Excerpts from point annotation data:
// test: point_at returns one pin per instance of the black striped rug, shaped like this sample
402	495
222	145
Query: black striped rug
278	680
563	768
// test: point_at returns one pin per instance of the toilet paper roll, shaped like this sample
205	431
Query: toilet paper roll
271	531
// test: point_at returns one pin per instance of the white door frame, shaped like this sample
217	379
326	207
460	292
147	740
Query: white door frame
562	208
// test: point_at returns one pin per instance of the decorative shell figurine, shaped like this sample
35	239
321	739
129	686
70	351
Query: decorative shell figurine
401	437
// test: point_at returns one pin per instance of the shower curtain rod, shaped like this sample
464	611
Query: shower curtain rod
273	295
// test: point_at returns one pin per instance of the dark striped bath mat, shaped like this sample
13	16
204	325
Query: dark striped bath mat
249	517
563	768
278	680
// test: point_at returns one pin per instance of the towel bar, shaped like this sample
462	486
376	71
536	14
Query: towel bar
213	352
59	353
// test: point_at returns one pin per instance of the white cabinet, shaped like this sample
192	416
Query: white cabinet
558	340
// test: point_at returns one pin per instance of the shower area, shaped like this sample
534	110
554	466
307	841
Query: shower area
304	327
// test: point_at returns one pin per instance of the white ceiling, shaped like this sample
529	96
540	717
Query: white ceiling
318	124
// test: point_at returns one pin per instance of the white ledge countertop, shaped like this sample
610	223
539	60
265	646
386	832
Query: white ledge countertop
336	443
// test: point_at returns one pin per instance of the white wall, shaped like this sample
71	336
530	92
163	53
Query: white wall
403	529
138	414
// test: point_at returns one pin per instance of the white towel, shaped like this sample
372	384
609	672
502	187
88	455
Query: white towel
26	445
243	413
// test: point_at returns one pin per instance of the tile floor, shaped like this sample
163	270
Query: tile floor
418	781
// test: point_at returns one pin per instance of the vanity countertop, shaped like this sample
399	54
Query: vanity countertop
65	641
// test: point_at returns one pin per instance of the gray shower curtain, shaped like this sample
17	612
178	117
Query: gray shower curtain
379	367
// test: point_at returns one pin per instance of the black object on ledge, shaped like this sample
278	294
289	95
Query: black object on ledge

→ **What this task involves**: Reproduce the whole listing above with the word "pin" swapped for "marker" everywhere it occurs, leaving everything else as it is.

→ **The reply**:
// test: point_at returns one marker per instance of the black striped rug, shaped like this sample
402	495
222	145
Query: black striped rug
278	680
563	768
// test: point_at returns one marker per instance of the toilet paper roll, shaped like this sample
205	431
Query: toilet paper roll
271	531
// test: point_at returns one marker per instance of the white door frame, shaped like this sample
217	379
326	207
460	292
147	740
Query: white door frame
562	208
// test: point_at returns one marker per instance of the decorative shell figurine, shaped like this sample
35	239
321	739
129	686
70	351
Query: decorative shell figurine
401	437
// test: point_at returns one marker per instance of the shower curtain rod, shaped like this sample
464	611
Query: shower curtain rod
273	295
// test: point_at returns one marker per instance of the dark striped bath mat, shaped like this sample
13	16
204	325
Query: dark striped bath mat
249	517
563	768
278	680
// test: point_at returns one marker per instance of the towel bar, shaped like this sample
462	486
376	71
536	14
Query: towel bar
213	352
59	353
// test: point_at returns one marker per instance of the white cabinet, shaped like this sample
192	416
Query: white cabinet
558	340
// test: point_at returns one marker per instance of the shower area, shaped like this sample
534	110
554	466
307	841
Query: shower area
304	327
// test: point_at returns one marker per instance of the white ceiling, shaped like this sample
529	96
540	717
Query: white ceiling
318	124
// test: point_at returns one marker per instance of the white ledge countertop, shaped like this sample
610	223
539	60
265	646
386	832
Query: white ledge countertop
336	443
// test: point_at returns one marker per instance of the white wall, shaped like this sample
71	336
530	92
163	53
Query: white wall
403	529
138	414
// test: point_at returns one marker per instance of the white towel, shaped like this sample
372	384
609	672
502	187
88	455
Query: white towel
26	445
243	413
// test: point_at returns one marker per instance of the tile floor, shaped like this sample
163	270
Query: tile floor
418	781
// test: point_at returns one marker per instance of the vanity countertop, shaped like this sample
399	54
Query: vanity countertop
65	641
// test: point_at returns one marker per instance of the gray shower curtain, shaped like this sample
17	612
178	117
Query: gray shower curtain
379	367
// test: point_at returns one marker per instance of the black object on ledge, shaped like this sample
278	294
289	95
Query: black object on ledge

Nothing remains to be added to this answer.